→ **Task prompt**: Pull out each line of the records that contains the word "positive". Uppercase and lowercase letters count as different.
=== Begin Enclosure ===
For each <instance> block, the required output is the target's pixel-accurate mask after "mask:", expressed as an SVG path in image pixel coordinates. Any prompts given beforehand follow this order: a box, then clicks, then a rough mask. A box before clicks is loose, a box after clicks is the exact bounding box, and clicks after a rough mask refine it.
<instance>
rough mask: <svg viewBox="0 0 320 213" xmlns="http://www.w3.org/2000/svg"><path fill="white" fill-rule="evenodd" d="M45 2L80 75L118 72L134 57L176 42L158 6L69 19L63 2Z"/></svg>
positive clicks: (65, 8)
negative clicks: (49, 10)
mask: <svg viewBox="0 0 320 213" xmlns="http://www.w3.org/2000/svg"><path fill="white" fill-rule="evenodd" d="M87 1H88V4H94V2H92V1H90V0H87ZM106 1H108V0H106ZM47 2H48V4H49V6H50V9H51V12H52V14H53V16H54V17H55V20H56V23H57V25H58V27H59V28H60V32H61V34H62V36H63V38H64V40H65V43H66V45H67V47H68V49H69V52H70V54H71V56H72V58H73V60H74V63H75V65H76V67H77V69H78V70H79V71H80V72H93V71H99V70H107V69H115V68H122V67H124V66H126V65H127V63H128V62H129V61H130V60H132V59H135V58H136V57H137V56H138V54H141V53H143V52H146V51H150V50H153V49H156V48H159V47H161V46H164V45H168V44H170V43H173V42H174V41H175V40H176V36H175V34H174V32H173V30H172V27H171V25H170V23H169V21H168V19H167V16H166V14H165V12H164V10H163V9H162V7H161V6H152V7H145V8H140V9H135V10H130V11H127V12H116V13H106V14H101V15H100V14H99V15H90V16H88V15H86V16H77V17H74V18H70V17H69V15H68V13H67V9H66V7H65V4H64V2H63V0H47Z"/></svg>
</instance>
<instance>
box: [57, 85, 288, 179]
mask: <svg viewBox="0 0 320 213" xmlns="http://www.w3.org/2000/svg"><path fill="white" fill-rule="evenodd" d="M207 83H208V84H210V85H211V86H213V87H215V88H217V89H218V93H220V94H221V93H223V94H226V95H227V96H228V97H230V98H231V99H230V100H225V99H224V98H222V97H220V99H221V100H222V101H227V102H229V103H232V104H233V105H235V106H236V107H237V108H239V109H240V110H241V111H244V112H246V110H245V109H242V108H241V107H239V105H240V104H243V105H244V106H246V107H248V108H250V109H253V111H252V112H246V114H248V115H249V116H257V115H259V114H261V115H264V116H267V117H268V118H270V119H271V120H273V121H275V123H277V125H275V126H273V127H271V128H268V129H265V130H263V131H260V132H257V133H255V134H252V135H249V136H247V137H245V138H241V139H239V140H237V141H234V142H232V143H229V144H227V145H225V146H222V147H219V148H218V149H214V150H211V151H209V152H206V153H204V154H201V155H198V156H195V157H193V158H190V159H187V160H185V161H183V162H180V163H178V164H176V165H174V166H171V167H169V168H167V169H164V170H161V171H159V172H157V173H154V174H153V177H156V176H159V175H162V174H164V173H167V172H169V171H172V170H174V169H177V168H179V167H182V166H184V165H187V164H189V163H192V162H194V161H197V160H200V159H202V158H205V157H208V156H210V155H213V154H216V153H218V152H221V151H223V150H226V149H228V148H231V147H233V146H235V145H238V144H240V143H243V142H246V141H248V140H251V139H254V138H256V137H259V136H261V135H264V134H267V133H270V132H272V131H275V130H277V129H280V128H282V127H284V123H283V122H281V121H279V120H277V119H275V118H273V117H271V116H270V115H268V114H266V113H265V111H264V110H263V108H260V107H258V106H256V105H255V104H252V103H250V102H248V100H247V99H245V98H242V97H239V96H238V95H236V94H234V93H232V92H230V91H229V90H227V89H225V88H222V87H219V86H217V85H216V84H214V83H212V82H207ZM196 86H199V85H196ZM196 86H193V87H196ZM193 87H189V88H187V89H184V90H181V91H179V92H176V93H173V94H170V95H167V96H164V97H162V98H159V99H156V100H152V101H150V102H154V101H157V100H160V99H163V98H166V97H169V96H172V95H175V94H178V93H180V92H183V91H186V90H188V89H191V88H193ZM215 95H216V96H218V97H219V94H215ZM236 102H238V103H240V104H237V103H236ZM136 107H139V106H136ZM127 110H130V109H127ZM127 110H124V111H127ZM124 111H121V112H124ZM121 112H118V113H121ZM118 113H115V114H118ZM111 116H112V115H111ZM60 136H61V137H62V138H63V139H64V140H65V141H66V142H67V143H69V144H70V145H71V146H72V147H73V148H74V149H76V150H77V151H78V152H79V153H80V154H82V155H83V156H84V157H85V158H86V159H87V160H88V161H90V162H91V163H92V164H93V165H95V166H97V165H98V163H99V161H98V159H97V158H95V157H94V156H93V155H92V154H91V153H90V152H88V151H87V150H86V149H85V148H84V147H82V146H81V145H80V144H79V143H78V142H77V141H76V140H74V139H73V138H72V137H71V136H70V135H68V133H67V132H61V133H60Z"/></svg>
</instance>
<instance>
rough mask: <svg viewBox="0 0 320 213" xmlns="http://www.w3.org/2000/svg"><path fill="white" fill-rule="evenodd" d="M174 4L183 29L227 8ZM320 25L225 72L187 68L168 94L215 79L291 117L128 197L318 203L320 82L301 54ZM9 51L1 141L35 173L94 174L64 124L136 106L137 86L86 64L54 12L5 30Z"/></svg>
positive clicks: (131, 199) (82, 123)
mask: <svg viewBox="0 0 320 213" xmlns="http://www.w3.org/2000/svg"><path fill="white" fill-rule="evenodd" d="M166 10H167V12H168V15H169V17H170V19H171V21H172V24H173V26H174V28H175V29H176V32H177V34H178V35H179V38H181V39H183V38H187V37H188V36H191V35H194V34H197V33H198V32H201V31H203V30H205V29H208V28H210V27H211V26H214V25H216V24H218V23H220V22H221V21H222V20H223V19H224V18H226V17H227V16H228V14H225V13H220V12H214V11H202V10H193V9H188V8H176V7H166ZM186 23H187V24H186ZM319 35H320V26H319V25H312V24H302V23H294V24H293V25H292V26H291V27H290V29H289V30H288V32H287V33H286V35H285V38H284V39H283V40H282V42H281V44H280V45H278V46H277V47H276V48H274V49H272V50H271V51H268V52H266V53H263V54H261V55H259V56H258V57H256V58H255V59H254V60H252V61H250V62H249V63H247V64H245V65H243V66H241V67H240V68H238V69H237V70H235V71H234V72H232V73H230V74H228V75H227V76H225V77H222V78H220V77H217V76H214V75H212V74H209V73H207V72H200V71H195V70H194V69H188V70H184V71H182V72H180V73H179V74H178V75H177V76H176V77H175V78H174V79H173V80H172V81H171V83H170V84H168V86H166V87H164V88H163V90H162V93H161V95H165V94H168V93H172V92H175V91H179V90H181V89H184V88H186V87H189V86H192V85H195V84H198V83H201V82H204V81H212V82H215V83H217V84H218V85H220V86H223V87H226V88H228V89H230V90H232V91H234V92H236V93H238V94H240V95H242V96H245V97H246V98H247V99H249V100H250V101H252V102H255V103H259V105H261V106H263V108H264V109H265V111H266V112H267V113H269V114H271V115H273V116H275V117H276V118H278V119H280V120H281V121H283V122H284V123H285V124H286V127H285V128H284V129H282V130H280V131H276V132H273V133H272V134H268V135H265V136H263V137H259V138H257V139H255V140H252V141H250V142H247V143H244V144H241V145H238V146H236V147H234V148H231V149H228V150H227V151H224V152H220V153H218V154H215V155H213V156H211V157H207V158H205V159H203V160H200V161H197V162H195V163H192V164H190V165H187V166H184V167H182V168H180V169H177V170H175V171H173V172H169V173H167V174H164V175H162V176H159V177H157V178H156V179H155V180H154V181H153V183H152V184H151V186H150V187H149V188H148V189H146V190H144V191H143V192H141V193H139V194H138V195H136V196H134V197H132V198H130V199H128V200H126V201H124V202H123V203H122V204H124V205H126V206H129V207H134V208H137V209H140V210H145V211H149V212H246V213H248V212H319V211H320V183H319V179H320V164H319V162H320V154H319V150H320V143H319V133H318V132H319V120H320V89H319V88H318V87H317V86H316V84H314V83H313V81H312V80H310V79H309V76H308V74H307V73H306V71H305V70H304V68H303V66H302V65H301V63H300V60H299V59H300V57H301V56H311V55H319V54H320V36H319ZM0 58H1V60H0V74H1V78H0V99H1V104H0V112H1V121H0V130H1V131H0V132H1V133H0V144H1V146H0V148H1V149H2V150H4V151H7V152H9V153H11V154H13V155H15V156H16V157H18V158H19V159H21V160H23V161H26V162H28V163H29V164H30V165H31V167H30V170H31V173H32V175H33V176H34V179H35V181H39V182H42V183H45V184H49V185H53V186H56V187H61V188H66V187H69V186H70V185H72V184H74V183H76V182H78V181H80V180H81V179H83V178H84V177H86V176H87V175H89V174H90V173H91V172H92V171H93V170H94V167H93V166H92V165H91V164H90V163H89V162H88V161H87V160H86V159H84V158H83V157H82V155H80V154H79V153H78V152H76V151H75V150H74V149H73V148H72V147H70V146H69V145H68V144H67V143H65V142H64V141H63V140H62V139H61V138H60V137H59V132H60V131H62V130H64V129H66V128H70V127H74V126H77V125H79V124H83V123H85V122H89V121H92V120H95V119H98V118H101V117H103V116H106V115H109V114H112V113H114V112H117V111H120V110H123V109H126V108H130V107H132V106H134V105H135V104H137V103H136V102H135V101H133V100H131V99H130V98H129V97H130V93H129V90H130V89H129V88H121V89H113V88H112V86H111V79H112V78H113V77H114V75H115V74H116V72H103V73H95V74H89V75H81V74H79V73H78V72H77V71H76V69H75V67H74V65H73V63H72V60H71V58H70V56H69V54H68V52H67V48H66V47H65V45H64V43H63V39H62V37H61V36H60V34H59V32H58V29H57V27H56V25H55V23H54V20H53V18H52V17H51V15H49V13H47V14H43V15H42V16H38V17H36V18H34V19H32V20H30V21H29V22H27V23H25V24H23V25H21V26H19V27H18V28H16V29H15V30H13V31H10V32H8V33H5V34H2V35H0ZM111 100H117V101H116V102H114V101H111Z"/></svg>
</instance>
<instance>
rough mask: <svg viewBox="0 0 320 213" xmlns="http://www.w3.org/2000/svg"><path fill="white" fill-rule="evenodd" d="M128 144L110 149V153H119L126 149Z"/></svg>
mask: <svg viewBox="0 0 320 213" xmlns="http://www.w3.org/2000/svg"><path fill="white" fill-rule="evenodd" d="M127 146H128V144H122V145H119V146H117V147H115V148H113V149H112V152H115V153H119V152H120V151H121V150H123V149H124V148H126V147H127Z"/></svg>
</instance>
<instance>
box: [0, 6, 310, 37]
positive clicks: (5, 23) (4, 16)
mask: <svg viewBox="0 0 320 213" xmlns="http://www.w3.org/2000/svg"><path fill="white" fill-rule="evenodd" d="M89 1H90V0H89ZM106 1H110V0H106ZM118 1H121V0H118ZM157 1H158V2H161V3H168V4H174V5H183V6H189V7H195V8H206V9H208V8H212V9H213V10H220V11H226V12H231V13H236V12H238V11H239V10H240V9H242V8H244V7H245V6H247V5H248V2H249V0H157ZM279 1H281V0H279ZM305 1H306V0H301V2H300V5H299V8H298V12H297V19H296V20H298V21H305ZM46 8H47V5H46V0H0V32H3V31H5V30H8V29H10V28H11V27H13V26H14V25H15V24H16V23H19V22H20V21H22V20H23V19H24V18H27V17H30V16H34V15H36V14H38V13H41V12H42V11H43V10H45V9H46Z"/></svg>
=== End Enclosure ===
→ **Finished task**:
positive clicks: (65, 8)
positive clicks: (131, 199) (82, 123)
positive clicks: (5, 23) (4, 16)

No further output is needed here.